start RECORDS FOR THIS TASK

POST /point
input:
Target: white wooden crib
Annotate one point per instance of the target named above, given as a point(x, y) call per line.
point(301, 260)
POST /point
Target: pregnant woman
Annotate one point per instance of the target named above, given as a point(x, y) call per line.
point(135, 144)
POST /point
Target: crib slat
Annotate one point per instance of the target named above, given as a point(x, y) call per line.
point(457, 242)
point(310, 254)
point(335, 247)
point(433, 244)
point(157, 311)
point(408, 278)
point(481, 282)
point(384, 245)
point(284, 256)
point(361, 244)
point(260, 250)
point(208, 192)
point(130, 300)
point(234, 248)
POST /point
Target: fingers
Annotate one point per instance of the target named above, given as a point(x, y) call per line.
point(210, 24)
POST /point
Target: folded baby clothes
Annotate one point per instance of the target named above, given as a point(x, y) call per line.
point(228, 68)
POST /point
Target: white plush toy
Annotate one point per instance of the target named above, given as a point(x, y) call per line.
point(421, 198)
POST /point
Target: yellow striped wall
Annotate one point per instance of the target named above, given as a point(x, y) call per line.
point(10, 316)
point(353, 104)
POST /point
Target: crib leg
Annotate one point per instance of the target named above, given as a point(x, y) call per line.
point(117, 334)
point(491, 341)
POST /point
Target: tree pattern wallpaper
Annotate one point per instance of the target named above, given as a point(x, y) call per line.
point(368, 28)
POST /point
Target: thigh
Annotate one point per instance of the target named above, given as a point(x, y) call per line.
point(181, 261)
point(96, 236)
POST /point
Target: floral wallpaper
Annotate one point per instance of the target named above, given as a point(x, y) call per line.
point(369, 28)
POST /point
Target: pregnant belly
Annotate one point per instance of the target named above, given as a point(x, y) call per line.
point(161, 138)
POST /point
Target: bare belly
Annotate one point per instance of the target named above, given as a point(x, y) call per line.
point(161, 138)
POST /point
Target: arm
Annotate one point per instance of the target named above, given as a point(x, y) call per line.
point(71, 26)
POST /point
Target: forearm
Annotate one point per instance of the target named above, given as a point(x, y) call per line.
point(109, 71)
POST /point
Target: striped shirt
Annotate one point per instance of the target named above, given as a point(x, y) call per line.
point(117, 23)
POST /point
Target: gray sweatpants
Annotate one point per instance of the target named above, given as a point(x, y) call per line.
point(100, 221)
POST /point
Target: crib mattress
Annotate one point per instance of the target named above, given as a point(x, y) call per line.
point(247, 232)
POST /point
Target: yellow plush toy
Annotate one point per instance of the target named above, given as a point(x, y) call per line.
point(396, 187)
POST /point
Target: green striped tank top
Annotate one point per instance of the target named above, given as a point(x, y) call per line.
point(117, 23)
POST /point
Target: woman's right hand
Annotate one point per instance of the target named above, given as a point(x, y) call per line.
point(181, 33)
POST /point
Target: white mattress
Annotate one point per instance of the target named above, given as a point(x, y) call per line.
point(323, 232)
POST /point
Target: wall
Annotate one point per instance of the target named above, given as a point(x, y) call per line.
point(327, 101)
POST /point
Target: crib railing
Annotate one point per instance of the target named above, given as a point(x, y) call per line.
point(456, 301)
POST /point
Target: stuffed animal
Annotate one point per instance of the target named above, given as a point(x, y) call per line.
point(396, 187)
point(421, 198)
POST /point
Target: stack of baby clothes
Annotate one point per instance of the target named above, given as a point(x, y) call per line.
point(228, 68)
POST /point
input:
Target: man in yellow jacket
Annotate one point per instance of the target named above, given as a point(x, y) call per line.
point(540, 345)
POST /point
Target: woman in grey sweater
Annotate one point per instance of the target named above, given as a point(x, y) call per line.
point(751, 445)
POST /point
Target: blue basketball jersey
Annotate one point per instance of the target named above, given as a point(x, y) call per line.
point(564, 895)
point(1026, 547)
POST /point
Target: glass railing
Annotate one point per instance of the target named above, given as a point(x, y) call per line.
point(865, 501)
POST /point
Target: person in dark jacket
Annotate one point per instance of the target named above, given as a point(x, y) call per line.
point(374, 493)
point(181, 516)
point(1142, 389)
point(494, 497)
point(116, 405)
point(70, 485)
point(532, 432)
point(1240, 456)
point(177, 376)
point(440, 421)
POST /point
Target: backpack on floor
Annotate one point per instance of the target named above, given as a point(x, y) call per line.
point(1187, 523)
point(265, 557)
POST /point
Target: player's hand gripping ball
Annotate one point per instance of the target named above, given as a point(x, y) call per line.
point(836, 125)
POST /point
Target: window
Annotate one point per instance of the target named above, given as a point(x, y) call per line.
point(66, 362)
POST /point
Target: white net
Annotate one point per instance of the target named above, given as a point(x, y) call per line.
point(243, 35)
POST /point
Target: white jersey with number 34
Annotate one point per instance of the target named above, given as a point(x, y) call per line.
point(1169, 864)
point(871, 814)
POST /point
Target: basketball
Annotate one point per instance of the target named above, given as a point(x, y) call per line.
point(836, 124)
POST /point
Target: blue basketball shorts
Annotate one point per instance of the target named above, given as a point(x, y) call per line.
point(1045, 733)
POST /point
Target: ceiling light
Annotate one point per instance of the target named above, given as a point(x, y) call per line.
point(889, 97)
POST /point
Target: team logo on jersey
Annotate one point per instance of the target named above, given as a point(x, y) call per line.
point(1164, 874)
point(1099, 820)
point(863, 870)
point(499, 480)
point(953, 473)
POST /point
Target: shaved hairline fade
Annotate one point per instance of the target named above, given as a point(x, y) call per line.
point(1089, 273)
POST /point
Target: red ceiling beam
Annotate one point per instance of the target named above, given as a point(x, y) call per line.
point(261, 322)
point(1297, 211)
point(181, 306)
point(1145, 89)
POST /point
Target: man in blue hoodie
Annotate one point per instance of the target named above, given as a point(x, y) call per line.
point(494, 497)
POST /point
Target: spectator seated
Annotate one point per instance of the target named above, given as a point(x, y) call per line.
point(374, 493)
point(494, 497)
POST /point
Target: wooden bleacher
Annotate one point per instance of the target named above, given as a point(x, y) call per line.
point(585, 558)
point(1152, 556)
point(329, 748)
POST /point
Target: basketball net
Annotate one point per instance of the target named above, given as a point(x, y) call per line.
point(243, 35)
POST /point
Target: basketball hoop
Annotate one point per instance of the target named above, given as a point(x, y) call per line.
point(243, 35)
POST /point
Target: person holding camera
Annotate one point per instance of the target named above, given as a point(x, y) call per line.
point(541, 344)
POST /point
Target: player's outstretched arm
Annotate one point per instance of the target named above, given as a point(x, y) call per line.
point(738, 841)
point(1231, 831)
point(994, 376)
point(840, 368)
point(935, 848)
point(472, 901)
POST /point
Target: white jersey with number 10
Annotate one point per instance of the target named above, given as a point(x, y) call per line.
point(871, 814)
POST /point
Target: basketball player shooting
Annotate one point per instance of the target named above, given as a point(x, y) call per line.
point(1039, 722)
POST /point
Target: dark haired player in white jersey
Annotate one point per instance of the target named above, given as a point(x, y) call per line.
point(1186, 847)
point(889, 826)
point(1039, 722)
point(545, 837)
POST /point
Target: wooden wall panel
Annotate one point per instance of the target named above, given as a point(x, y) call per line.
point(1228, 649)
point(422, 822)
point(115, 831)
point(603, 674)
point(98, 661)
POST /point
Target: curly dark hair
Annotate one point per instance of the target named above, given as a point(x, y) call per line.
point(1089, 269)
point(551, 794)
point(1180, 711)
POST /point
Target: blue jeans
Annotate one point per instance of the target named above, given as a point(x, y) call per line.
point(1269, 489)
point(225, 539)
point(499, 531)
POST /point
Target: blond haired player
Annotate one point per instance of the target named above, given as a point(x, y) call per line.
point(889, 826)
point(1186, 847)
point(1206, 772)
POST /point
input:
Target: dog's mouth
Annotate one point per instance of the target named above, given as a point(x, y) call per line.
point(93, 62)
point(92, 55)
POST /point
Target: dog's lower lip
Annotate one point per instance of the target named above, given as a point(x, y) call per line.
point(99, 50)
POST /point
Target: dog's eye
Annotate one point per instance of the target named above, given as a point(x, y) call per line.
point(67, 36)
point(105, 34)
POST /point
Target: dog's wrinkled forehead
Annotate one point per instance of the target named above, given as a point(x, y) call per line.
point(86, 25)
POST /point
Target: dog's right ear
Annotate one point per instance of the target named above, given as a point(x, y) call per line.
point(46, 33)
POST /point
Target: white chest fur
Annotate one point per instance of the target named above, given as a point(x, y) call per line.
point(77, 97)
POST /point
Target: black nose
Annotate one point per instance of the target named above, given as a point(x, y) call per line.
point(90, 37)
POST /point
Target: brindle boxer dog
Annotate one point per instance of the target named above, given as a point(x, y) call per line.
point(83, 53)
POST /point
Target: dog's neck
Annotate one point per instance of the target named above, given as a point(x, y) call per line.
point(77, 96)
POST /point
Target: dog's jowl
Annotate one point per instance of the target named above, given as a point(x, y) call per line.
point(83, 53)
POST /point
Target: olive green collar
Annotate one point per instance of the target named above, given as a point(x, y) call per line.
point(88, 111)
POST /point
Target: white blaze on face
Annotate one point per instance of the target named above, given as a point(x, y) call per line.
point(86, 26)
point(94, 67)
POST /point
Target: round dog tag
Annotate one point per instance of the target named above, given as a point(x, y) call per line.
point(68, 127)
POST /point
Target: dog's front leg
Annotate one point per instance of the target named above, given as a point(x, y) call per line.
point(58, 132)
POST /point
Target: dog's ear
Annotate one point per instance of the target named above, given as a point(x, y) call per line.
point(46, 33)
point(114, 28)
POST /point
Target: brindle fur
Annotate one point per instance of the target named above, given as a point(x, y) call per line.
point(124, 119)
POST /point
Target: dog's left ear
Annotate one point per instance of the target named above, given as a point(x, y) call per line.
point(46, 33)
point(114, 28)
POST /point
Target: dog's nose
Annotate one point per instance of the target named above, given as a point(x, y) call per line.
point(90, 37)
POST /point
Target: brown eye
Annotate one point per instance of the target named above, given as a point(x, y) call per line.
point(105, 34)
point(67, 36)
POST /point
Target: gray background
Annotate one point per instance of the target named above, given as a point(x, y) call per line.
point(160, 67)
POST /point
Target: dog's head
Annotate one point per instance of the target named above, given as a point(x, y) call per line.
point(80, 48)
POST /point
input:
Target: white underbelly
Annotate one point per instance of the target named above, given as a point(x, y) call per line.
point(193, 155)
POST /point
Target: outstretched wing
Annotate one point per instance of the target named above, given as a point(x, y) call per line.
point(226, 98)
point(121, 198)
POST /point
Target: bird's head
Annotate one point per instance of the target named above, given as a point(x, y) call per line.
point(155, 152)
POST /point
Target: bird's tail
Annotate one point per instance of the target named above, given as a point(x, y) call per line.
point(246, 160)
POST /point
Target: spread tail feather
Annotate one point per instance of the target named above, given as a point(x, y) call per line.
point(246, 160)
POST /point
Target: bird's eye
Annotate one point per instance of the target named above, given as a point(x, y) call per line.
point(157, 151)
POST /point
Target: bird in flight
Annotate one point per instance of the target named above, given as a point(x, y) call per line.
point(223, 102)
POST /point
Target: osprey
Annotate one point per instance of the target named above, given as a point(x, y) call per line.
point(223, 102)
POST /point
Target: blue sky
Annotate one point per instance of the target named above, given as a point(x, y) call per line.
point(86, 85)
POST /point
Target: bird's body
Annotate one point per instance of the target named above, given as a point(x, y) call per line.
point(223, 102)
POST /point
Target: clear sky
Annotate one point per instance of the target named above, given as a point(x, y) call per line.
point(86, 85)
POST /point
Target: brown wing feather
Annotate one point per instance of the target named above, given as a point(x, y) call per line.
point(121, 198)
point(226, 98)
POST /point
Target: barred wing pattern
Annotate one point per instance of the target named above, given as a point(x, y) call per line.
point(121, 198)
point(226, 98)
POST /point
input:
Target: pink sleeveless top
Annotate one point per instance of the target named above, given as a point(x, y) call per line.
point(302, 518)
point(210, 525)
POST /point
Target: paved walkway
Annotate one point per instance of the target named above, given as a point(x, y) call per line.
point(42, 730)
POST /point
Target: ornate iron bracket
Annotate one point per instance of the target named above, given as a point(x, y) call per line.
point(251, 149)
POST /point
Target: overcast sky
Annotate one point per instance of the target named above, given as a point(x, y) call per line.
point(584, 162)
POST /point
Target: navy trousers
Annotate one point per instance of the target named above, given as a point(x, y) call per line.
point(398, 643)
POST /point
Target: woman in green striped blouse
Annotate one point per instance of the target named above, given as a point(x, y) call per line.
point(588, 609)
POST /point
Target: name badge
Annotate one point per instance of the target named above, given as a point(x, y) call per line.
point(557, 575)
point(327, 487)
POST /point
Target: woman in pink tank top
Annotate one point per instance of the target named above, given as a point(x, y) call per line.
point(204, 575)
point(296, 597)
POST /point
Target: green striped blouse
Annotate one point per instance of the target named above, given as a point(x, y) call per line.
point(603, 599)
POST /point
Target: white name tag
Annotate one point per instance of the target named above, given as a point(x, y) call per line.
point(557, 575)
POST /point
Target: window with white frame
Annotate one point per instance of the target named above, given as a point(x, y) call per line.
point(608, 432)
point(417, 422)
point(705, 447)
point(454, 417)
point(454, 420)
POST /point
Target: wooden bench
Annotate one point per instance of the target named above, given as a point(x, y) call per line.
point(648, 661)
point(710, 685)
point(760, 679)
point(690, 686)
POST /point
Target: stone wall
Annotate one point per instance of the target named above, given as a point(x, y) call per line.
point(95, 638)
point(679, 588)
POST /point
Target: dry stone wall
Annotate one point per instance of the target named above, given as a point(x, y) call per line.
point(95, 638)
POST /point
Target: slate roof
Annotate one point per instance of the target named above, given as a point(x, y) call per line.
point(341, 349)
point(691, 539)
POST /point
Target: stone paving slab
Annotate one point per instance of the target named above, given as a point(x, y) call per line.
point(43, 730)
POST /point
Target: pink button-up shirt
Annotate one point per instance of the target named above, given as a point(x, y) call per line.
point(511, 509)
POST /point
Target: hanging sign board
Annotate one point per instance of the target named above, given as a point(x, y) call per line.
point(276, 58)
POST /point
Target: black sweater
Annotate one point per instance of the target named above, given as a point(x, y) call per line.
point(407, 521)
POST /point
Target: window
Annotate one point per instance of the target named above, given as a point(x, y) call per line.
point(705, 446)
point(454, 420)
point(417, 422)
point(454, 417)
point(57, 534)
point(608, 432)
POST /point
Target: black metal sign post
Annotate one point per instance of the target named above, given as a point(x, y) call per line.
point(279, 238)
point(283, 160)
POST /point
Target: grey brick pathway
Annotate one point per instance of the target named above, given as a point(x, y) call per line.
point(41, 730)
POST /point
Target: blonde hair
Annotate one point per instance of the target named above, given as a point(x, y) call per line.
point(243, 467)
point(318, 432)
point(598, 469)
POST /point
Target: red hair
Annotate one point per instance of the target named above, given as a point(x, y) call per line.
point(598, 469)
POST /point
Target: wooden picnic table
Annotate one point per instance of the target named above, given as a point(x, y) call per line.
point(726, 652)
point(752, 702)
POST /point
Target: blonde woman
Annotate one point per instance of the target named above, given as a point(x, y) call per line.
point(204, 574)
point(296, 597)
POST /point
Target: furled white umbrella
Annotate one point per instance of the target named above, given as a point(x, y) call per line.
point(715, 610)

end RECORDS FOR THIS TASK

**GIVEN EXERCISE**
Render the material from its first line through the line containing "point(135, 144)", inclusive, as a Markdown table with the columns Number and Entry, giving each line its own numbered row and leaving out blank lines.

**RESPONSE TO THIS TASK**
| Number | Entry |
|---|---|
| 1 | POST /point |
| 2 | input: |
| 3 | Target: white wooden crib |
| 4 | Annotate one point per instance of the target named above, given as a point(x, y) call per line. |
| 5 | point(301, 260) |
| 6 | POST /point |
| 7 | Target: pregnant woman |
| 8 | Annotate one point per instance of the target named above, given as a point(x, y) call per line. |
| 9 | point(135, 144) |